--- start Passage ---

Every segment descriptor in the GDT/LDT has a so-called Access Byte (or “Type”

“Flags”) that defines how the segment can be used. In long mode, base/limit aren’t enforced anymore, but the access byte fields still matter for privilege checking, present bits, etc.

Rust bitfield! macro allows us to describe the Access Byte of the x86 segmentation descriptor (specifically Code/Data descriptors, since TSS descriptors will have a different format.

The bitfield! macro generates a wrapper type (AccessByte) around a primitive integer (u8) and then automatically generates getters and setters for specific bit ranges.

So for each line like:

present, set_present: 7;

it generates: a getter method fn present(&self) -> bool, a setter method fn set_present(&mut self, val: bool), where bit 7 of the byte is read/written.

If a range is given, like:

pub privilege, set_privilege: 6, 5;

then it generates getters/setters for 2 bits (bits 6 and 5 together, i.e. values 0-3).

--- end Passage ---
--- start Extracted material ---

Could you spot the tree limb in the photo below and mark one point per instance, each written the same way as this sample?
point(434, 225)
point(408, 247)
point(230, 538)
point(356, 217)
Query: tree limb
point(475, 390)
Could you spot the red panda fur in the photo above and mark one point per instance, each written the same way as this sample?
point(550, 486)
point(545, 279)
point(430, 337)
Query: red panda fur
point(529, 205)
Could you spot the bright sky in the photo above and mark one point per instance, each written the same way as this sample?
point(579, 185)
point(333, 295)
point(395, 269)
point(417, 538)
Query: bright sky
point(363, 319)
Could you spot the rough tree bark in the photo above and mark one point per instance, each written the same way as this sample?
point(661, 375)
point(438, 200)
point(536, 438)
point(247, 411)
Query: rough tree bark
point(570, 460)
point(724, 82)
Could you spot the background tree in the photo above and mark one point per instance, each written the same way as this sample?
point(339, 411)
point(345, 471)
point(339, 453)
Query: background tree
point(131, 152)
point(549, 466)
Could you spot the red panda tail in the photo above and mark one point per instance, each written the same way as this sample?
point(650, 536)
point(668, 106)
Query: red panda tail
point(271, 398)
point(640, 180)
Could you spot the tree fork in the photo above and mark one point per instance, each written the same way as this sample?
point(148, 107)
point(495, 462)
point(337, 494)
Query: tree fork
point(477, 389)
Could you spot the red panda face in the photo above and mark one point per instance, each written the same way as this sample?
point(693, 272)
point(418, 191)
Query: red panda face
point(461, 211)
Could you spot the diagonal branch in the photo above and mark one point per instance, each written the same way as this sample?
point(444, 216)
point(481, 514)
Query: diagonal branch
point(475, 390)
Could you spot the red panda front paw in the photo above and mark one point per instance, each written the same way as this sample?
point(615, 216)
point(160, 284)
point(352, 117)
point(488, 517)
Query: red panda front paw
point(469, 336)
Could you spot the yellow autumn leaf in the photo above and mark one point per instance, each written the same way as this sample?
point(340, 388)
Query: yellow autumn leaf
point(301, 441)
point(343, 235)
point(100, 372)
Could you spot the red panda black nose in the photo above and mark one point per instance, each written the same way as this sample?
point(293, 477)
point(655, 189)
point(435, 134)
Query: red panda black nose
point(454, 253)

--- end Extracted material ---

> [Direction 1]
Using the access byte passage, answer each question:
(a) In long mode, which descriptor fields are no longer enforced?
(b) Which primitive integer type does the generated AccessByte wrapper hold?
(c) What range of values can the privilege field hold?
> [Direction 2] Based on the access byte passage, why does the bitfield! definition cover only Code/Data descriptors? Answer in one or two sentences.
> [Direction 3] Carry on the access byte passage from its last sentence.

> [Task answer 1]
(a) Base and limit.
(b) u8.
(c) 0–3, because it uses two bits (bits 6 and 5).

> [Task answer 2] The definition is limited to Code/Data descriptors because TSS descriptors will have a different format.

> [Task answer 3]
TSS

In the context of interrupt processing the main role of TSS is to store locations of the interrupt, ring 0, stack as well as IST stacks. Well, we talked a lot about stack switching in class, but let’s revisit it again. TSS can hold pointers to 8 different stacks (well, really more, it can have stacks for ring1, ring2, etc., but we not going to use them):

One regular ring0 stack (pointed by the rsp[0] field of the TSS)
Seven IST stacks that can be thought of as special “emergency” stacks that can be used for processing interrupts in cases when the normal ring0 stack is not available (e.g., a double fault can execute on a dedicated IST stack since it’s possible that the second fault is due to the fact that ring0 stack is out of space).

To set the normal rsp[0] stack we use the set_rsp method from the x86 crate by Gerd Zellweger. We call set_rsp() when we initialize TSS in init_cpu().

To set the other stacks we use a similar function set_ist(). We initialize all 7 stacks although likely we will just use one or two.

IDT

Similar to GDT we define a collection of Rust data structures that describe it, IDT definition

Here we use two different interrupt handler types: one that pushes a dummy error code 0 on the stack and one that assumes that the error code is actually pushed by the hardware already (we discuss this below).

There is a 4-bit field (ist) in the IDT descriptor (an entry in the IDT table) which can pick one of the 7 IST stacks, or when it’s 0 picking the default ring 0 stack. For not we initialize all exception handlers to run on the default kernel stack.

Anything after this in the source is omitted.